What to do - Write out everything in the listing from the line containing "Target: dark wood vanity cabinet" down to the line containing "column 51, row 38", both included, keeping each line unchanged.

Start Data entries

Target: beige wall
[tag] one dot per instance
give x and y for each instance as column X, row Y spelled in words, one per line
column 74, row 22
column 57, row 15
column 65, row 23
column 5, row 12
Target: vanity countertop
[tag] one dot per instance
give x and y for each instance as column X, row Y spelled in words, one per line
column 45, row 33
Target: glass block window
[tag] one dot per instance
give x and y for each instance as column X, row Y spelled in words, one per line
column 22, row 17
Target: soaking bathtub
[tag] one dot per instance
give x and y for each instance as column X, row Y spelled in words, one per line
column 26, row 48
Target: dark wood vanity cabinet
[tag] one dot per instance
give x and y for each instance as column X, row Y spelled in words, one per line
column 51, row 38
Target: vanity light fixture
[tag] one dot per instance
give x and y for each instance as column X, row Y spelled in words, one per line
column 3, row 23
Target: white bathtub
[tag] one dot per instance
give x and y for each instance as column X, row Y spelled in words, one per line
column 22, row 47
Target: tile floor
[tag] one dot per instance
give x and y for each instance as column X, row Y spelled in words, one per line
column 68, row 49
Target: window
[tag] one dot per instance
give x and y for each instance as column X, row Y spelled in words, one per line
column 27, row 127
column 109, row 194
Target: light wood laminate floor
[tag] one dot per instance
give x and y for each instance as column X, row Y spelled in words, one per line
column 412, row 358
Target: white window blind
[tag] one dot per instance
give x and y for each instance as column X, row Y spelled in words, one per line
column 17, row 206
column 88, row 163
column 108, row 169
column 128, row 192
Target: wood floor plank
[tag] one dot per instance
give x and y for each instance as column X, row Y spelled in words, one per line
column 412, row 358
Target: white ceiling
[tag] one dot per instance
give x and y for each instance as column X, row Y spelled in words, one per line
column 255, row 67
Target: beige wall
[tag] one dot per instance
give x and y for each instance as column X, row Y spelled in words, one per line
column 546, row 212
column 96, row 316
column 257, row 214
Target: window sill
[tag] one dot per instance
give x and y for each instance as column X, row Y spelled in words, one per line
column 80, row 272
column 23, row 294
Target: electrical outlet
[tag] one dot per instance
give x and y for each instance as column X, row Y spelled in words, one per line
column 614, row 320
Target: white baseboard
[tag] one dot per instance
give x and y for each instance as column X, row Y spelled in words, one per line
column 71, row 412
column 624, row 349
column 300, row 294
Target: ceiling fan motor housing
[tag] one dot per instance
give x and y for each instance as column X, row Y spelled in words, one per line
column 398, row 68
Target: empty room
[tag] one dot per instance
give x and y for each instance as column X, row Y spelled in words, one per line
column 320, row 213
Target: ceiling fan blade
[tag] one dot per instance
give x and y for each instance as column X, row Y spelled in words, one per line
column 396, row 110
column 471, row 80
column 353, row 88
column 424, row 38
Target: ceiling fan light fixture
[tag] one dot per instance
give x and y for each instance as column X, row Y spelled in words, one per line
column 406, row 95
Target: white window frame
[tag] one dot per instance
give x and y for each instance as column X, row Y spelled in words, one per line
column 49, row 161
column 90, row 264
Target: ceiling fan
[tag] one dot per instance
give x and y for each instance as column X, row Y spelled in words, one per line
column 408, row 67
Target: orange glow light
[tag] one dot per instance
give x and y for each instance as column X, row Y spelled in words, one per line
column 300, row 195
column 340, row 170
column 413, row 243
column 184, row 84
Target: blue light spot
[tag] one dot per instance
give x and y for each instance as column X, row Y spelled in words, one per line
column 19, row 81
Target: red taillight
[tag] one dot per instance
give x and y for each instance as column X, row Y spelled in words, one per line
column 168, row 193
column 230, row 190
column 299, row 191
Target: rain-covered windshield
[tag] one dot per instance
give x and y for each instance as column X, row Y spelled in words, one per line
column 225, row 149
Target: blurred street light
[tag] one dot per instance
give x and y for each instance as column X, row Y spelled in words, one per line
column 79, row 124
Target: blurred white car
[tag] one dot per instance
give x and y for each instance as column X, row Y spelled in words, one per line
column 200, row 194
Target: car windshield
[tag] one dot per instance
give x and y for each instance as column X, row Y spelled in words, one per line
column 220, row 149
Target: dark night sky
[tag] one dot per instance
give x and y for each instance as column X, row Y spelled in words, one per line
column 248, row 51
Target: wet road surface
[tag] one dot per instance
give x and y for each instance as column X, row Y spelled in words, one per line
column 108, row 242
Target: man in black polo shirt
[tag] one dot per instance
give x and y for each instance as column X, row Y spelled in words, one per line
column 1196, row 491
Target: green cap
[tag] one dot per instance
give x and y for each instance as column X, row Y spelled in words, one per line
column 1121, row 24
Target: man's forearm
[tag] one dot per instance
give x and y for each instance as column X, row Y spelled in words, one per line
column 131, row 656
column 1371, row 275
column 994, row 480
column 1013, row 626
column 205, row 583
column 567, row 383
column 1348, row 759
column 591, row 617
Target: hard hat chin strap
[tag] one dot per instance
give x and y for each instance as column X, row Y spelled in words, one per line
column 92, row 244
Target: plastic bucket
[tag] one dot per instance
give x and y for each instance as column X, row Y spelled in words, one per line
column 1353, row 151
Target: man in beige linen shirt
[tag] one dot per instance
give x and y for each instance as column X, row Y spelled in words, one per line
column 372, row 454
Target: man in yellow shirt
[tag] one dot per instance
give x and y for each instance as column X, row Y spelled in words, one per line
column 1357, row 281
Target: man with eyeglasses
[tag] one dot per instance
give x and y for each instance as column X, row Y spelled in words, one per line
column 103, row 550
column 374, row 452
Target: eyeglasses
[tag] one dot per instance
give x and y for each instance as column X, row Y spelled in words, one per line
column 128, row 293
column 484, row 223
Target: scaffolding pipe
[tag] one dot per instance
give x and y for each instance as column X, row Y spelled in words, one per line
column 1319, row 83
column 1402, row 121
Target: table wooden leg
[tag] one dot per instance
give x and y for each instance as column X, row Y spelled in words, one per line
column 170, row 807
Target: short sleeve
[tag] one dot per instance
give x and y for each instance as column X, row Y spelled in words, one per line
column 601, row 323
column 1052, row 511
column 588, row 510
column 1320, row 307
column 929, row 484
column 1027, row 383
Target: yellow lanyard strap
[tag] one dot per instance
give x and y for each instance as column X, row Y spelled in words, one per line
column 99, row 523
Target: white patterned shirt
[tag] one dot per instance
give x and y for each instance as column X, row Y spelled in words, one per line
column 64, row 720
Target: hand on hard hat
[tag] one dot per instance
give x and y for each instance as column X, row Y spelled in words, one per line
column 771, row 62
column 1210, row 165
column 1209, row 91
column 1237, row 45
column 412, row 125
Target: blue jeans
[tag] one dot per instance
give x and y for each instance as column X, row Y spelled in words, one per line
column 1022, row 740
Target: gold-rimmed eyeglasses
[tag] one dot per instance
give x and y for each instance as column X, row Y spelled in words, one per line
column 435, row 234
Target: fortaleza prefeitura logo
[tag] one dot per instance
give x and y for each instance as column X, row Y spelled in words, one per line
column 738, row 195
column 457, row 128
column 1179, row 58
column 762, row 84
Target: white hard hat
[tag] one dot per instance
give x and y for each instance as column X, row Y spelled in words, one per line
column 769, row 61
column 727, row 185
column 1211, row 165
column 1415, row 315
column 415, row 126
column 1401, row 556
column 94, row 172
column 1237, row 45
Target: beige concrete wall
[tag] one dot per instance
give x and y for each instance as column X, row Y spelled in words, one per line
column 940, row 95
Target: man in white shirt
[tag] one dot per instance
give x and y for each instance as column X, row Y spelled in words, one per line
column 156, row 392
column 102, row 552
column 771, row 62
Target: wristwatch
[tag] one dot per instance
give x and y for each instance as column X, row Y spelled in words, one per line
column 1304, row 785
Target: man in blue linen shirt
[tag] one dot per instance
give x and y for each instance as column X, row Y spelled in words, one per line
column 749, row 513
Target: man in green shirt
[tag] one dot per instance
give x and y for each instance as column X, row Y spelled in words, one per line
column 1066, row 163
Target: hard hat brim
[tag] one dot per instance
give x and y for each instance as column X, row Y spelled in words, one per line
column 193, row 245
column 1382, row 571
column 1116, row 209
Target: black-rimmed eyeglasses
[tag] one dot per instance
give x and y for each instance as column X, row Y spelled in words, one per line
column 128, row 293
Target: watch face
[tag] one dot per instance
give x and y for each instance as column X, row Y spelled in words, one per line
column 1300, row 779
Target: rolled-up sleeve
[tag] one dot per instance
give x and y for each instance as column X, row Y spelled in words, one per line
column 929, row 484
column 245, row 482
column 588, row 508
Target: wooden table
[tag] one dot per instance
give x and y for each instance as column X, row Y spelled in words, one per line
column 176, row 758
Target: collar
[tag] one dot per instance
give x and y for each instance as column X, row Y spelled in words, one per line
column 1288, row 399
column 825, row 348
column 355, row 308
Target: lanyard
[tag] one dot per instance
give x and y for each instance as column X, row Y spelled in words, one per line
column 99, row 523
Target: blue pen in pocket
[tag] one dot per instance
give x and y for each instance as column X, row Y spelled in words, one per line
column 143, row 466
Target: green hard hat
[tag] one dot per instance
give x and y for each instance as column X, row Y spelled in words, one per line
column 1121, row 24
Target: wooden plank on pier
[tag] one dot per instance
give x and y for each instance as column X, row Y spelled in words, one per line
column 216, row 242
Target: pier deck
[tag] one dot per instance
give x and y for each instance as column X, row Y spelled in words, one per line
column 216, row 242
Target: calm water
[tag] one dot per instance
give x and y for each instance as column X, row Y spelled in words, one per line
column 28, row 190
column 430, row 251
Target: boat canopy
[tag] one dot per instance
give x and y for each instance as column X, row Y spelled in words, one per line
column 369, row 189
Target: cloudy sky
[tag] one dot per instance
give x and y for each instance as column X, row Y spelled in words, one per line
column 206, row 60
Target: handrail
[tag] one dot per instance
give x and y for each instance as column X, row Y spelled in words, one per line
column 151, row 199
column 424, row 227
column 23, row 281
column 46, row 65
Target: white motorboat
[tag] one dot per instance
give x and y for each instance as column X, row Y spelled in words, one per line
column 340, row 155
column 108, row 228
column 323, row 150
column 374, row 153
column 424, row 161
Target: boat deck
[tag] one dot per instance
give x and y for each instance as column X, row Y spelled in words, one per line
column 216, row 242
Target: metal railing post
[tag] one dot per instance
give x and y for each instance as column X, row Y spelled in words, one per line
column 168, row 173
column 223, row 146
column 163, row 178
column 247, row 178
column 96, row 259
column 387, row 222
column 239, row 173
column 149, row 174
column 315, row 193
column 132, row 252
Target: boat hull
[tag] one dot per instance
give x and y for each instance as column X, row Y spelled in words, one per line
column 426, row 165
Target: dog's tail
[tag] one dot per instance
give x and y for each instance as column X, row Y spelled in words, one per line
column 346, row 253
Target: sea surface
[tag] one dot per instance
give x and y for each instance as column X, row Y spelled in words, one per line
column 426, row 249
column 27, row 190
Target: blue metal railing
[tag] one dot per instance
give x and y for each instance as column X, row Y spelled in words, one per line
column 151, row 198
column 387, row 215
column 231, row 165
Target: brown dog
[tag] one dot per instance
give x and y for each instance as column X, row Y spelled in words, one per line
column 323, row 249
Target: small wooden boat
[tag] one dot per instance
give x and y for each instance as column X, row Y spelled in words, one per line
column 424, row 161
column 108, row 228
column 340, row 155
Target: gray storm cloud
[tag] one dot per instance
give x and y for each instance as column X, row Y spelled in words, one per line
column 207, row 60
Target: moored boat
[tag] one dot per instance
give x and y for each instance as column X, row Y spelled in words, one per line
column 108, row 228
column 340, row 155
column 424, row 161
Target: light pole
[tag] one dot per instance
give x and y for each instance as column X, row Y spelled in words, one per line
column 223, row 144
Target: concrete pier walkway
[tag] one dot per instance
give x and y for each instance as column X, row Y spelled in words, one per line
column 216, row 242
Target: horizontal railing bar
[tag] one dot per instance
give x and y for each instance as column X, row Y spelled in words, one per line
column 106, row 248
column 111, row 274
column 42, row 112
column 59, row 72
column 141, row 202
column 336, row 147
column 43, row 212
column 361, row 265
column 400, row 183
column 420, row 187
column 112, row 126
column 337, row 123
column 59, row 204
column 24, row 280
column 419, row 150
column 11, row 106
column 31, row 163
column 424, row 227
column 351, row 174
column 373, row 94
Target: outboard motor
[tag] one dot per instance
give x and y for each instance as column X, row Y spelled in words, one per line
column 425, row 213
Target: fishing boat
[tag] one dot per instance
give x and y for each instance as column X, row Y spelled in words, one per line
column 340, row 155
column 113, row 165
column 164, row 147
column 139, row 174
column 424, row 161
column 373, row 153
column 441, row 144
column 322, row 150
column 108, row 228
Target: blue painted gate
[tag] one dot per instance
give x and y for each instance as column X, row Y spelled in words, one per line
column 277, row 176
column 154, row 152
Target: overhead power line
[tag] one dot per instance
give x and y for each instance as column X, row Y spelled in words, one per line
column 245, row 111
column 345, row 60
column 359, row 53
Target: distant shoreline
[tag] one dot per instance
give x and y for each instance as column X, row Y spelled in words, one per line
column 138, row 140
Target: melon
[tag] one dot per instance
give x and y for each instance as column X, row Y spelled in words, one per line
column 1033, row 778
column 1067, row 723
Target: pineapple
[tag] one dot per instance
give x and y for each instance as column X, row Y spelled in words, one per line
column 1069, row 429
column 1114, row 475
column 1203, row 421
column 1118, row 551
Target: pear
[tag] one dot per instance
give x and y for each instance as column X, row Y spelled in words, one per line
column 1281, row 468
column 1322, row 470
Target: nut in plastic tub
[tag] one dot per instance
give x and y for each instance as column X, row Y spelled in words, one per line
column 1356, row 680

End Data entries

Solution to this exercise -
Target: dark wood vanity cabinet
[tag] one dot per instance
give x and y for each instance as column X, row Y spelled in words, one per line
column 51, row 38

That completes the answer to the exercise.